**Anforderung 1:**
Erläutere anhand des Textblocks in ein bis drei Sätzen, weshalb millinär den Rat, den eigenen Namen in den Quellcode zu schreiben, nicht für ausreichend hält.

Anlaufstelle für so was ist ein Patentanwalt....

Genaueres mal unter http://www.schutzrechte-online.de/ und vor allem anderen einen Patentanwalt aufsuchen und prüfen, ob es überhaupt patentierbar ist oder nicht.

EDIT: Kosten? Hängt davon ab, ob national oder international aber international wird teuer (richtig teuer ;-))

MfG
Karl Heinz Marbaise


----------



## millinär (13. Jul 2006)

also hmm ich galub das kann ich mir sowieso nicht leisten aber ich hab ne idee ich könnte die idee auf WikiPedia
schreiben und mich als erfinder dazu so das jeder der sie künftig in seine HomePage oder Programm einbaut nicht behaupten kann sie erfunden zu haben
oder wird das bei wikipedie sofort gelöscht?


----------



## AlArenal (13. Jul 2006)




----------



## millinär (13. Jul 2006)

es geht mir ja nicht um geld aber ich gehe davon aus das sich die idee sehr schnell durchsetzten wird 
und dann möchte ich nicht das jeder daher kommen kann und sagt er hats erfunden sondern das ich als erfinder 
gelte


----------



## AlArenal (13. Jul 2006)

Schreib deinen Namen in den Quellcode.


----------



## millinär (13. Jul 2006)

ja aber das proplem ist das der quellcode sehr unkompliziert ist und jedes script kiddie mein programm nachmachen kann deshalb wird sich die idee auch so schnell durchsetzten


----------



## AlArenal (13. Jul 2006)

Wenn dir das klar und es unumgägnlich ist, lerne damit zu leben.


----------



## millinär (13. Jul 2006)

also ich schreib am besten ne hp und dann noch ein paar foren einträge damit ich das Datum man authentifizieren kann
und mal schauen obs auf wikipedia bleibt oder sofort wieder gelöscht wird soo toll ist die idee auch nicht aber mich wunderts warum sie nicht schon längst jemand umgesetzt hat


----------



## millinär (13. Jul 2006)

ich schreib sie einfach mal hier rein also
Randóm "Look and Feel" soll heißen es wird immer ein anderes look and Feel angewendet wird und die Farben, Formen und Bilder
 innerhalb des Look and Feels sind auch unterschiedlich
neu oder?
wenn zum beispiel diese Forum immer eine Andere Farbe hätte oder andere Icons wenn man es lädt 
würde es RAndom look And Feel besitzten also immer ein anders Stile Sheet 
per zufallszahlen generiert


----------



## AlArenal (13. Jul 2006)

Ich versuche es vorsichtig auszudrücken:

Ich kann deine Begeisterung nicht teilen.


----------



## dieta (13. Jul 2006)

Zu dem Paten*t*:
Da gibt's mehrere Stiftungen, die dich dabei unterstützen können.

**Datenauszug:**
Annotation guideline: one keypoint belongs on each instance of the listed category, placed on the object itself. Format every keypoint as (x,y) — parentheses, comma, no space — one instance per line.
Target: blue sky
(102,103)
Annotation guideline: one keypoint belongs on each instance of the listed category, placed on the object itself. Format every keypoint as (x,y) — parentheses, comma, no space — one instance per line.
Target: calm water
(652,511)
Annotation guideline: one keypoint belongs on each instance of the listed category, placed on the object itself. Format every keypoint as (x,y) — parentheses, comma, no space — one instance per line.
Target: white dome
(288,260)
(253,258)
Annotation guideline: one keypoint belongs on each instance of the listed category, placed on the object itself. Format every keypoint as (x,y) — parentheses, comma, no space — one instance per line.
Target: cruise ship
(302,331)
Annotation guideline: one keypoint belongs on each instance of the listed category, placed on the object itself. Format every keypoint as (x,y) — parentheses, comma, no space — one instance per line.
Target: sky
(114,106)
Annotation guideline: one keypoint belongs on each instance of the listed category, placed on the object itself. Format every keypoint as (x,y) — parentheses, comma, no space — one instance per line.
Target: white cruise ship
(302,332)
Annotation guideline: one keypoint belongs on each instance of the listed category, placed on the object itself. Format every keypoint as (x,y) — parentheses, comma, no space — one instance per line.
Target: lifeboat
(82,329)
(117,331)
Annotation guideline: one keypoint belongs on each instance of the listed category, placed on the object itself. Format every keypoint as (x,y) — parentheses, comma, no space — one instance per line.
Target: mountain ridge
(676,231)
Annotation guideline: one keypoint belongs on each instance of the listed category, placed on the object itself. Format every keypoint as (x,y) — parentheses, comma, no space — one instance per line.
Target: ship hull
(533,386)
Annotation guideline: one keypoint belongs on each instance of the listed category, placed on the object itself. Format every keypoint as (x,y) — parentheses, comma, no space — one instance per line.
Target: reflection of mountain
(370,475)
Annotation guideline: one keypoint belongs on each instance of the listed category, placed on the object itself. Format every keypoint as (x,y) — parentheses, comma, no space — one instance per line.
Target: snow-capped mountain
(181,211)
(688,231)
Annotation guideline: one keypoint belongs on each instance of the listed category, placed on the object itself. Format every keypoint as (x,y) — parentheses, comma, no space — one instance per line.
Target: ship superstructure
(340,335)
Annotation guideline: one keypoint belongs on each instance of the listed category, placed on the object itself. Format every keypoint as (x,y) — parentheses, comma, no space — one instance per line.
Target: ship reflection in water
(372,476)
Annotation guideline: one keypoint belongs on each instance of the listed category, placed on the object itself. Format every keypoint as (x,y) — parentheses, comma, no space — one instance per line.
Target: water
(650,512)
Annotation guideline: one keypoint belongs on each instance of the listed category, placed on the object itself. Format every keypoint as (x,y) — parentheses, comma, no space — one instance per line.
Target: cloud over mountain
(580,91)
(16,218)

**Anforderung 2:**
Ermittle, wie viele Zeilen der Datensätze die Zeichenfolge „mountain“ enthalten, wobei Groß- und Kleinschreibung zu beachten ist, und gib nur diese Zahl an.

**Vollständige Ausgabe 1:**
Der Quellcode ist laut millinär sehr unkompliziert, sodass jedes Script-Kiddie sein Programm nachmachen kann. Aus genau diesem Grund werde sich die Idee auch so schnell durchsetzen.

**Vollständige Ausgabe 2:**
4